*Извлечённый текст*:

========================================================================

«К Маргарите приближалась, ковыляя, в странном деревянном сапоге на левой ноге, дама с монашески опущенными глазами, худенькая, скромная и почему-то с широкой зеленой повязкой на шее.
— Какая зеленая? — машинально спросила Маргарита».
(Е. С. Булгакова отредактировала эту реплику так: «Кто это… зеленая?» И может быть, напрасно я не сохранила в подготовленных мною изданиях 1989 и 1990 гг. ее редакцию реплики.)
Да не зеленый ли это шарф Иды Рубинштейн на портрете работы Валентина Серова, запавший в воображение Михаила Булгакова и обернувшийся потом вокруг шеи госпожи Тофаны?
В Русском музее в Ленинграде, где представлен этот портрет, писатель, как известно, бывал…
Как звали Врубеля?
Как настойчиво со страниц этой книги выступает имя Врубеля…
Но увлекался или не увлекался Михаил Булгаков изобразительным искусством, Врубель — это особая статья. Имя Врубеля звучало для киевлян по-особому…
Киевляне воспринимали его как киевского художника. (Считали его киевским художником, принадлежностью города и его истории.) Это загадочно: он ведь не родился в Киеве… И я это усвоила с детства… И Паустовский… И Булгаков говорил (в дневнике Е. С.) с каким-то киевлянином о Врубеле…
Врубель: это лермонтовский демон, молодой, сильный и печальный…
Бегемот летел в своем подлинном обличье:
Юноша-демон… Полный юношеской, прекрасной и чистой силы, и по-юношески же беззащитный.
одиночества и печали…
Врубель загадочно и многократно входит в роман. Вспомните: в его судьбе, как и в судьбе мастера, тоже «дом скорби» — дом умалишенных, где он рисовал своих товарищей по несчастью…
И отчаянные вспышки: больше рисовать (писать?) не буду…
Он писал и Христа и дьявола…
Как звали Врубеля? Вот-вот: Михаил Александрович… Не потому ли Коровьев начинает с Берлиоза, и Воланд присаживается к нему, и так брезгливо потом к нему относится… У Берлиоза имя-отчество Врубеля — автора юноши Демона, и Шестикрылого серафима (и картины Фаустовского толка в особняке: эти самые звезды шпор, и тот же лик Мефистофеля с острым носом — и как он там изображен?).
Как долго искал Булгаков фамилию для этого своего персонажа (Берлиоза). Владимир Миронович Мирцев… Крицкий… Только звучание: рц… Потом он стал Чайковским… Почему Булгаков так благоволит фамилиям композиторов — загадка. Высказывались разные объяснения, не буду их повторять (приводить): они все неубедительны и неинтересны. Потом появляется фамилия Берлиоз…
М. А.Б. — инициалы Булгакова. Вряд ли случайно… Какой в этом смысл? Истина не выдумывается. Истина открывается. А вот открыть эту занятную шкатулку я не могу… (Это для более дальней главы.)

========================================================================

*Записанные данные*:
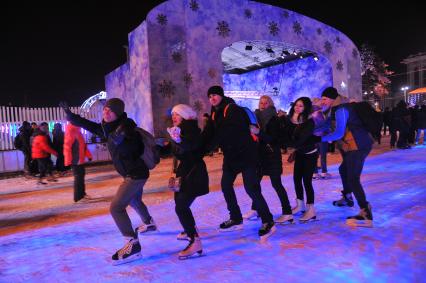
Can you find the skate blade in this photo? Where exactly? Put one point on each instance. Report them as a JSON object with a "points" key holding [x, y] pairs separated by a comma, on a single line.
{"points": [[265, 237], [313, 219], [194, 255], [231, 229], [127, 259], [287, 222], [358, 223]]}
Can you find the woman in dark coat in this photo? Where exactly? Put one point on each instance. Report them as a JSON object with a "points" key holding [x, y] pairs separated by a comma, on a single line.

========================================================================

Продолжите текст о Булгакове и Врубеле, начиная сразу после его последней фразы.

И тут промелькнула версия Лакшина. Рассказать, как возникают версии. Бах — Авербах… Бах — Берлиоз… Е. С. понравилось, и Лакшин повторил. А я тем временем от этой версии отказалась. Не будем впутывать сюда Авербаха — он тут ни при чем…
Я легко поддаюсь. Потом непременно сбрасываю чужие, привнесенные идеи…
(Свои версии проверяю и сбрасываю так же беспощадно, как критикую булгаковедов…
Читатели иногда сердятся по поводу того, что я слишком жестко … булгаковедов. Свои версии я проверяю и испытываю на прочность не менее беспощадно. Просто это происходит в тиши — прежде, чем я выношу их на суд публики.)
Имя-отчество… Григорий (как там? Петрович?). Александр Александрович? И вдруг — Михаил Александрович! Это произошло внезапно, можно даже вычислить время. (У меня записано: первая правка по машинописи…) Конец 1938 года? А о Врубеле когда говорил? Дневник, с. 241. 1939 год! 17–18 февраля… 28 февраля — Миша сидит над романом… 1 марта — Миша над романом… 2 мая — роман…
Имя-отчество Врубеля и фамилия Берлиоза, автора «Фантастической симфонии» и «Осуждения Фауста». Человек, увенчанный всеми именами, и сам — пустое место.
И мастер — без имени совсем. («У меня больше нет имени…»)
У мастера совсем нет имени. У руководителя Массолита их два — оба знаменитые (оба очень известные): имя-отчество Врубеля и фамилия Гектора Берлиоза.
«Я розы люблю…»
Время: 1930-е
Время в романе «Мастер и Маргарита» рассчитано точно — как, впрочем, во всех произведениях Михаила Булгакова. И течет оно плотно, без зазоров:
«Как раз в то время, когда сознание покинуло Степу в Ялте, то есть около половины двенадцатого дня, оно вернулось к Ивану Николаевичу Бездомному, проснувшемуся после глубокого и продолжительного сна..»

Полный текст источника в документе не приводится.